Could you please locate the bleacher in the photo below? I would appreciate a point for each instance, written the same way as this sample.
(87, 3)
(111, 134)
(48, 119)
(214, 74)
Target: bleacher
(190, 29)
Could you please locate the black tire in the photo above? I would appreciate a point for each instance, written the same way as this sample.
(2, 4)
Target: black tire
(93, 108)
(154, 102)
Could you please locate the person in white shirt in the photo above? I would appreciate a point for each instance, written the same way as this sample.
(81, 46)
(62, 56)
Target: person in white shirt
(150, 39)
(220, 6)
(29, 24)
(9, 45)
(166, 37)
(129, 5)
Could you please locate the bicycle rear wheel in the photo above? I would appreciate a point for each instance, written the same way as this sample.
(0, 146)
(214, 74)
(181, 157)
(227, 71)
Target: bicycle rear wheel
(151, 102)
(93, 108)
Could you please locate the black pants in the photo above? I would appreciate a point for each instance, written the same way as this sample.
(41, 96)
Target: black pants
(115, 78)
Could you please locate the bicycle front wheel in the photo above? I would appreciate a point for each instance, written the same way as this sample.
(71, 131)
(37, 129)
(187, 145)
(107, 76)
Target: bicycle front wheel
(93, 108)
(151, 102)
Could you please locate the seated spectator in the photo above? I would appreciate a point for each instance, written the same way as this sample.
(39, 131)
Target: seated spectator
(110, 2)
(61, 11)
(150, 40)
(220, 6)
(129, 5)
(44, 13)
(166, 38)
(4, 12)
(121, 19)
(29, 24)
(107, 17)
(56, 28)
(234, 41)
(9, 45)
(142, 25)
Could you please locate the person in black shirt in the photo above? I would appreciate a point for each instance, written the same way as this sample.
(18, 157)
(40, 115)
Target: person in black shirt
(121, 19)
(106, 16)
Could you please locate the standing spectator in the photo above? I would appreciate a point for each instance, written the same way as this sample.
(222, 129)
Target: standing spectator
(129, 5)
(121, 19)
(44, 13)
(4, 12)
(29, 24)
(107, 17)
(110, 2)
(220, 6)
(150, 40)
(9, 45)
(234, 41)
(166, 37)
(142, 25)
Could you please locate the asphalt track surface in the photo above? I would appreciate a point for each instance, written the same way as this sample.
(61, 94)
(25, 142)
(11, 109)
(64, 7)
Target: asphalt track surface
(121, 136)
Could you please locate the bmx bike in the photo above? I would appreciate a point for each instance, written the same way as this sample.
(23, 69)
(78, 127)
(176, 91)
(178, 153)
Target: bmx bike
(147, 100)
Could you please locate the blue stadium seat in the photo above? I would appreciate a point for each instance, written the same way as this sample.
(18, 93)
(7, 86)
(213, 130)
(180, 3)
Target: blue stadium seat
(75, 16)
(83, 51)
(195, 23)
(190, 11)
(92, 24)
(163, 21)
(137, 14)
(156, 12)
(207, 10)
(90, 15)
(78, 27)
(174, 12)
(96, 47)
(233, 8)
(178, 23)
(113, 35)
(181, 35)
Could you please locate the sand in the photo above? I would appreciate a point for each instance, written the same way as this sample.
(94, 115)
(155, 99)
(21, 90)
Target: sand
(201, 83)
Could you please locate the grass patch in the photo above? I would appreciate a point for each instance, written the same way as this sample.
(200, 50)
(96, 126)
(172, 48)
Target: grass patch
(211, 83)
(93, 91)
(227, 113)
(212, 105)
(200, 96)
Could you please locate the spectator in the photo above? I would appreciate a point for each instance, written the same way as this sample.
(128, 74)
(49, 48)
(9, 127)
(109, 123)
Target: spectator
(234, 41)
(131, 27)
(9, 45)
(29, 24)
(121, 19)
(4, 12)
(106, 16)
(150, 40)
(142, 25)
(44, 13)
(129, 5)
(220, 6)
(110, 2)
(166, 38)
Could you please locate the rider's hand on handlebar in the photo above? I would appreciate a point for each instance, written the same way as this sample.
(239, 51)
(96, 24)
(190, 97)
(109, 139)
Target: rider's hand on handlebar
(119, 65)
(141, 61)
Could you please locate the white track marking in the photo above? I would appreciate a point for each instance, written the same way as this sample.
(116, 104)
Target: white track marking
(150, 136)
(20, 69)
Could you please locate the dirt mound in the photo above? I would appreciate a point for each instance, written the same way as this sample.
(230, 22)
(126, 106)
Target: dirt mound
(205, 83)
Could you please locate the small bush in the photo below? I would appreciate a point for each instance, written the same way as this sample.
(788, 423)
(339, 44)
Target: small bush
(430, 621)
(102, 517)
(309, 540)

**********

Return all of the entries exactly as written.

■ PROBLEM SOLUTION ■
Could you please locate the bleacher in the photo below? I would appreciate a point for each instance, written the same way as this sample.
(87, 3)
(111, 134)
(48, 119)
(214, 74)
Target: bleacher
(190, 29)
Could you please locate the black tire in the photo above? I would appreciate a point for each instance, written the same way as this sample.
(2, 4)
Target: black tire
(93, 108)
(154, 102)
Could you please locate the person in white shirt in the photo above? I would appreciate a point for each instance, written the same way as this sample.
(81, 46)
(62, 56)
Target: person in white shirt
(150, 39)
(220, 6)
(29, 24)
(9, 45)
(166, 37)
(129, 5)
Could you please locate the bicycle rear wheel in the photo above? I would appreciate a point for each instance, written the same way as this sample.
(0, 146)
(214, 74)
(181, 157)
(227, 71)
Target: bicycle rear wheel
(151, 102)
(93, 108)
Could you please locate the black pants in the photo above? I would appreciate a point for each instance, written the same way as this sample.
(41, 96)
Target: black pants
(115, 78)
Could you please locate the bicycle front wheel in the photo above? I would appreciate a point for each instance, written the same way as this sample.
(71, 131)
(37, 129)
(187, 145)
(107, 76)
Target: bicycle front wheel
(93, 108)
(151, 102)
Could you please locate the seated spectator in the photo above? I would appreciate a point for each instance, written the same way as this sample.
(39, 131)
Target: seated spectator
(110, 2)
(61, 11)
(150, 40)
(220, 6)
(129, 5)
(44, 13)
(166, 38)
(4, 12)
(121, 19)
(29, 24)
(107, 17)
(56, 28)
(234, 41)
(9, 45)
(142, 25)
Could you please locate the person in black shirt in the photo above? I would appreciate a point for each instance, written the same way as this sample.
(18, 157)
(40, 115)
Target: person in black shirt
(121, 19)
(106, 16)
Could you please locate the standing spectator in the photo above? I would appreciate a point for each instance, written the same way as this sample.
(222, 129)
Target: standing spectator
(129, 5)
(121, 19)
(44, 13)
(4, 12)
(29, 24)
(107, 17)
(110, 2)
(220, 6)
(150, 40)
(9, 45)
(234, 41)
(166, 37)
(142, 25)
Could you please locate the asphalt track surface in the photo above? I would appreciate a point for each instance, written the same way as this sample.
(61, 94)
(25, 142)
(11, 109)
(64, 7)
Target: asphalt track surface
(121, 136)
Could you please locate the bmx bike in the photo above? I would appreciate a point for each instance, written the same way as this sample.
(23, 69)
(78, 127)
(176, 91)
(178, 153)
Target: bmx bike
(147, 100)
Could you please locate the blue stadium seat in the photo above? I would appreciate a point for each instance, written the same way as this sample.
(18, 93)
(7, 86)
(213, 130)
(180, 3)
Target: blue stadium seat
(75, 16)
(83, 51)
(195, 23)
(190, 11)
(92, 24)
(163, 21)
(137, 14)
(156, 12)
(207, 10)
(90, 15)
(78, 27)
(174, 12)
(96, 47)
(233, 8)
(178, 23)
(113, 35)
(181, 35)
Could you please locate the sand in the photo above? I would appreciate a point for each instance, written the same way as this sample.
(94, 115)
(155, 99)
(21, 90)
Target: sand
(201, 83)
Could you please locate the grass patch in the photo above? I would appreciate a point for each instance, written the same way as this sample.
(200, 50)
(96, 126)
(172, 48)
Target: grass patch
(211, 83)
(93, 91)
(227, 113)
(212, 105)
(200, 96)
Could you please locate the spectator in the photo above? I would appreciate a point for each instance, written the same way as this sample.
(128, 74)
(49, 48)
(9, 127)
(109, 123)
Target: spectator
(234, 41)
(131, 27)
(9, 45)
(29, 24)
(121, 19)
(4, 12)
(106, 16)
(150, 40)
(142, 25)
(44, 13)
(129, 5)
(220, 6)
(110, 2)
(166, 38)
Could you please locate the rider's hand on handlebar in the photo above? I would appreciate a point for each instance, written the same way as this sample.
(239, 51)
(96, 24)
(190, 97)
(109, 139)
Target: rider's hand on handlebar
(119, 65)
(141, 61)
Could you please locate the white track marking in the photo above? I would appreciate a point for each instance, written the same way as this sample.
(116, 104)
Target: white track marking
(150, 136)
(20, 69)
Could you please locate the dirt mound in the photo above? I would appreciate a point for each instance, written the same way as this sample.
(230, 22)
(126, 106)
Target: dirt mound
(205, 83)
Could you please locate the small bush in the photo below? I would appreciate a point for each instance, written the same way as this sample.
(788, 423)
(339, 44)
Target: small bush
(430, 621)
(102, 517)
(309, 540)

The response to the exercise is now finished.